#### [YOUR INSTRUCTIONS]
Exactly the lines from the one containing "Drop a pin on the side" through the end of the data below are to be reproduced, and nothing besides them.

#### [DATASET EXTRACT]
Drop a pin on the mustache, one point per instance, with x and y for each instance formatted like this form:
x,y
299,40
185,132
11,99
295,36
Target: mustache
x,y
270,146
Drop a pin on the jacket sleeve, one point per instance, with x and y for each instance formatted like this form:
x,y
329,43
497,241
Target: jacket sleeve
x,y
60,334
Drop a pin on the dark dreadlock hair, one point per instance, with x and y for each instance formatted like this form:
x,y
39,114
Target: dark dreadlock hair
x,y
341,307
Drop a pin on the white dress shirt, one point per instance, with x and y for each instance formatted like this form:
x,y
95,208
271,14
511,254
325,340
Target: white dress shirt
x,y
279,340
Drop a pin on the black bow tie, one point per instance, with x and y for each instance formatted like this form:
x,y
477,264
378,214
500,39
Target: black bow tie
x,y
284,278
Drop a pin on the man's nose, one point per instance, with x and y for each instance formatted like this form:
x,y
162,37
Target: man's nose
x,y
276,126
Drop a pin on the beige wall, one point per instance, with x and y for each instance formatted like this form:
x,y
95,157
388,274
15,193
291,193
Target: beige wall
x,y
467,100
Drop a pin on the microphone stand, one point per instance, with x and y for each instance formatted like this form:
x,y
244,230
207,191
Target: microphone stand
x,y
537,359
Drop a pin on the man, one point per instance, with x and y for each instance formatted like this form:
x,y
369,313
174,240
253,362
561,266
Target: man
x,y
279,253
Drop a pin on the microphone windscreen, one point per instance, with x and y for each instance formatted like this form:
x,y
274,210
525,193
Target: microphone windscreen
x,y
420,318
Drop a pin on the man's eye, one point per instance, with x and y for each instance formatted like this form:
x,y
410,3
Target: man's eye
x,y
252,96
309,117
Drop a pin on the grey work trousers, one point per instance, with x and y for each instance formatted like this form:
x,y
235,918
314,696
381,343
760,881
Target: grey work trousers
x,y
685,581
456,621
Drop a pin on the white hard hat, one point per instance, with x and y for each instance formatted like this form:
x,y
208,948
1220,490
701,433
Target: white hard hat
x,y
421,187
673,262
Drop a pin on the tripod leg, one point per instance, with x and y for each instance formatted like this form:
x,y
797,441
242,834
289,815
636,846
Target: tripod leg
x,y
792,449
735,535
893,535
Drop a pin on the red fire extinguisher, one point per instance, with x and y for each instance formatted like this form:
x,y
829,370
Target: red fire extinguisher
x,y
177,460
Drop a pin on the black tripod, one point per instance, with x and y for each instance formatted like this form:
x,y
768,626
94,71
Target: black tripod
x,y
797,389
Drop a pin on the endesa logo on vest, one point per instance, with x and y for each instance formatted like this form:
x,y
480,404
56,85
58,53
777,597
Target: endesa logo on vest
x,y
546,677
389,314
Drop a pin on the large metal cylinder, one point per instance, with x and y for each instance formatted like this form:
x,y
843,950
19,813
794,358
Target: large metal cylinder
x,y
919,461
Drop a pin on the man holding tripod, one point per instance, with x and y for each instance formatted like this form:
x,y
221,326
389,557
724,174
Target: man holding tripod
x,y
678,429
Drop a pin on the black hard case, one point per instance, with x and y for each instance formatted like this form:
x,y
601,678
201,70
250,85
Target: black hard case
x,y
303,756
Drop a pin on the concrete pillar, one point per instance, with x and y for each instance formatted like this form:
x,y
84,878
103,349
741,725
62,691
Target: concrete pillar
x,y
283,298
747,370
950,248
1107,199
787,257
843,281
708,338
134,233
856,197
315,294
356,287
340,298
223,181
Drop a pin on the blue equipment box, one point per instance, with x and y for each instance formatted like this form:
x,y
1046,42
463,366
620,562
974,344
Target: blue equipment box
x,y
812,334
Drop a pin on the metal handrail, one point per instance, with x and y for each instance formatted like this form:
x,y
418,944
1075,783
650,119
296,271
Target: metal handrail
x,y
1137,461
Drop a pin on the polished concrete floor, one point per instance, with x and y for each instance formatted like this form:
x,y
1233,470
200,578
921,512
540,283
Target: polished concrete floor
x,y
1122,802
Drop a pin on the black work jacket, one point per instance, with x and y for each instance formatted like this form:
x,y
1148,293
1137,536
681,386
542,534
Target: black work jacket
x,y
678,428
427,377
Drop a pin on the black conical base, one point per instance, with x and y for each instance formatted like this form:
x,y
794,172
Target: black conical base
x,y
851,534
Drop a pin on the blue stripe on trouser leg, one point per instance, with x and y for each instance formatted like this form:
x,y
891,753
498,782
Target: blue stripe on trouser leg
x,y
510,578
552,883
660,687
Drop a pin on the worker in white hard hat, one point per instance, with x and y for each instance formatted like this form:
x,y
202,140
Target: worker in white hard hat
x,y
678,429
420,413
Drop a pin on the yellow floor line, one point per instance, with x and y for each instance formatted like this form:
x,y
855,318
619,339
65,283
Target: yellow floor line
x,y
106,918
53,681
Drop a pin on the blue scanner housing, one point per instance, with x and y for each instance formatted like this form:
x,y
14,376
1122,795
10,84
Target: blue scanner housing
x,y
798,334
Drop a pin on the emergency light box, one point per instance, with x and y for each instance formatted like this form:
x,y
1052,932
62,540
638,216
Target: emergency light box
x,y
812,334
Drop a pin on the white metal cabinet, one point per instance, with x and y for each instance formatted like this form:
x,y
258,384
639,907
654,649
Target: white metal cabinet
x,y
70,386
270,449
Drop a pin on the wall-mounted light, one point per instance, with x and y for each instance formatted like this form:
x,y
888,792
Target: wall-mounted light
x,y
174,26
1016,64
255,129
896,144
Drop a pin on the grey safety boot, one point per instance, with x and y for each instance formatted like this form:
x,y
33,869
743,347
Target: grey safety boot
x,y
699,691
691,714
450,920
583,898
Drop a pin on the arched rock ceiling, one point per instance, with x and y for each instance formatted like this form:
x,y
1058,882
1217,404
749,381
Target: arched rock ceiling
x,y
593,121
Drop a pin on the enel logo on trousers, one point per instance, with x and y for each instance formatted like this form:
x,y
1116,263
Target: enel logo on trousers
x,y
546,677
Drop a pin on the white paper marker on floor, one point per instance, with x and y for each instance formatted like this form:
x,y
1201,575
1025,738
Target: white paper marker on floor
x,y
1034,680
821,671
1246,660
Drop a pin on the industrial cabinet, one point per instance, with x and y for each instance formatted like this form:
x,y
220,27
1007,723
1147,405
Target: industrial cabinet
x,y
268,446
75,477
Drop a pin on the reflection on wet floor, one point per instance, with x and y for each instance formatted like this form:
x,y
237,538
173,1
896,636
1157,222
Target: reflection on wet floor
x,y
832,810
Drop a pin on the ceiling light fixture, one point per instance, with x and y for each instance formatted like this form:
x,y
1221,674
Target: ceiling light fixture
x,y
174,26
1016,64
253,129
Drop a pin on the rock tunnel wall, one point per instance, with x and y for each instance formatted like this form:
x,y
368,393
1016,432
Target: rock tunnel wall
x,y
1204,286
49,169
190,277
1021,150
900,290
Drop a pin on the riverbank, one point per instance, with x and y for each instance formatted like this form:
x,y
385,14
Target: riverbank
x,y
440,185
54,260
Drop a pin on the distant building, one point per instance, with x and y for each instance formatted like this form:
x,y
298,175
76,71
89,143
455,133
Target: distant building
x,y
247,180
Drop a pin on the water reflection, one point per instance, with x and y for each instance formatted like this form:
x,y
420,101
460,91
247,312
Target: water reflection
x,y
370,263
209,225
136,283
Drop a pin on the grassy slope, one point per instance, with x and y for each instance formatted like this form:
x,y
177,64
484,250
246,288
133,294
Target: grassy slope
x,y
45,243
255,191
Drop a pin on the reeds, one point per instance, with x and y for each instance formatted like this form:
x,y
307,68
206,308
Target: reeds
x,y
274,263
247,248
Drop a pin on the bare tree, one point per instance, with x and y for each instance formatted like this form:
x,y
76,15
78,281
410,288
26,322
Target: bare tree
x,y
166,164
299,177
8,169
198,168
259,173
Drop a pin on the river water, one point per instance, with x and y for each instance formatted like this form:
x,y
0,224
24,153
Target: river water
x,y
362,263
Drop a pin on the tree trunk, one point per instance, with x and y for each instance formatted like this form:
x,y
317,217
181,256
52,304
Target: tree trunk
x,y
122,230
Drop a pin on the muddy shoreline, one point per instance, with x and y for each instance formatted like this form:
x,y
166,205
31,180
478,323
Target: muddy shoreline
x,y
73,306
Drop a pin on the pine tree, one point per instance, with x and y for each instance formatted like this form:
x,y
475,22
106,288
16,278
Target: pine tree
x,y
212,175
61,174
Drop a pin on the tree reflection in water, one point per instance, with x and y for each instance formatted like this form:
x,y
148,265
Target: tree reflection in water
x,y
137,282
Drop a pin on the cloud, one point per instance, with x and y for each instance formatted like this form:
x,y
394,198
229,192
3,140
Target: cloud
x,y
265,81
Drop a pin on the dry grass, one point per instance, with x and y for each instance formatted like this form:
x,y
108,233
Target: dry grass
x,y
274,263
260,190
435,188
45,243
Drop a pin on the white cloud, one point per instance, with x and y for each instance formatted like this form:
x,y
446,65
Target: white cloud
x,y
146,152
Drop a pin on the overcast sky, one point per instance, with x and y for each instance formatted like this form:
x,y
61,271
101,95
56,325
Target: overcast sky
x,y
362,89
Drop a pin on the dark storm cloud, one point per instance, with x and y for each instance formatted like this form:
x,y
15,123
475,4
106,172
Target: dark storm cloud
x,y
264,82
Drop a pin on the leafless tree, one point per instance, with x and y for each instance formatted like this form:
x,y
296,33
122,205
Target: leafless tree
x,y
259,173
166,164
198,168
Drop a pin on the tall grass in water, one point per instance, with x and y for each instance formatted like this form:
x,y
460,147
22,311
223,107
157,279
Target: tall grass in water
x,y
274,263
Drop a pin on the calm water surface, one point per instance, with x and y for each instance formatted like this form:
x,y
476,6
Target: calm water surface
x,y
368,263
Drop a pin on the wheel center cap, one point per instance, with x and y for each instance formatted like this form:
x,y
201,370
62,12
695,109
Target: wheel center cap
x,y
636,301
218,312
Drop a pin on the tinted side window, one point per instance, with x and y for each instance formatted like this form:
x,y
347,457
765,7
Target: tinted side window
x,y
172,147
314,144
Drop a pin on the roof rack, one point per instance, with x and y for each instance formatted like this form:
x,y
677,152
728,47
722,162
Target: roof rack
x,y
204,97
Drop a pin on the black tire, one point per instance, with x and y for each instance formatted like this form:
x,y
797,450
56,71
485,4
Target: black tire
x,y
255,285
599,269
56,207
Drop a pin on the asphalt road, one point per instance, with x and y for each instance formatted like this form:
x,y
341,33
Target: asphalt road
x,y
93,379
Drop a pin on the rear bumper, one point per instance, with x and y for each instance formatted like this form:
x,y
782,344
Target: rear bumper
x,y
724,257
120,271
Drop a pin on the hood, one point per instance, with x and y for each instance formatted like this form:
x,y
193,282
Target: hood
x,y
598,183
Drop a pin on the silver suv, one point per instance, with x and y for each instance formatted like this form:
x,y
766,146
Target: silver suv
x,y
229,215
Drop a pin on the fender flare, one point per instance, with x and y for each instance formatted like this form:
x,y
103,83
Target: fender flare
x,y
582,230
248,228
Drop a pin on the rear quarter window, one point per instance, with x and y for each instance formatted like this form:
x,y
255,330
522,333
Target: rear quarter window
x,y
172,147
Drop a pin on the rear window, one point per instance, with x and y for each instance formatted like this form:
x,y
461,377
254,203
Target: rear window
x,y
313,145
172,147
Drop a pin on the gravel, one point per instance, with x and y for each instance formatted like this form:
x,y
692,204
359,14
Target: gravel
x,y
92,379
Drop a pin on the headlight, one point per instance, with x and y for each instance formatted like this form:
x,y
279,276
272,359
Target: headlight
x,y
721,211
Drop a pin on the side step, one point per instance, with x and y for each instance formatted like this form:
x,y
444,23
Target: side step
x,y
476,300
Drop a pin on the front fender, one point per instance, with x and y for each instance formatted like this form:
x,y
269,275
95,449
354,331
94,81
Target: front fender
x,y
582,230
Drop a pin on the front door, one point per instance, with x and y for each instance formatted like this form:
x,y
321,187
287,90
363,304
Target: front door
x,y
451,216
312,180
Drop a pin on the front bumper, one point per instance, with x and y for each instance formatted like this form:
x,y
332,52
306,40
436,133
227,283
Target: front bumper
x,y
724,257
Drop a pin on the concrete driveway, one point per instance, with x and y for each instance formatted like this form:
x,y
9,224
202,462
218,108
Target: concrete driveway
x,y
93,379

#### [THE RESPONSE]
Drop a pin on the side step, one point per instance, with x and y for each instance formatted like this form:
x,y
444,23
Target: side step
x,y
476,300
Drop a pin on the front fender, one point per instance, with x and y for each instance formatted like this form:
x,y
269,275
95,449
354,331
94,81
Target: front fender
x,y
582,230
Drop a pin on the front door, one point per instance, with x and y for each instance formatted like this form:
x,y
321,187
287,90
363,304
Target: front door
x,y
451,216
312,180
Drop a pin on the front bumper, one point per instance, with x and y for each instance formatted like this form:
x,y
332,52
306,40
436,133
227,283
Target: front bumper
x,y
724,257
Drop a pin on the concrete driveway, one point per instance, with x and y for each instance formatted like this form:
x,y
9,224
202,462
218,108
Target: concrete driveway
x,y
93,379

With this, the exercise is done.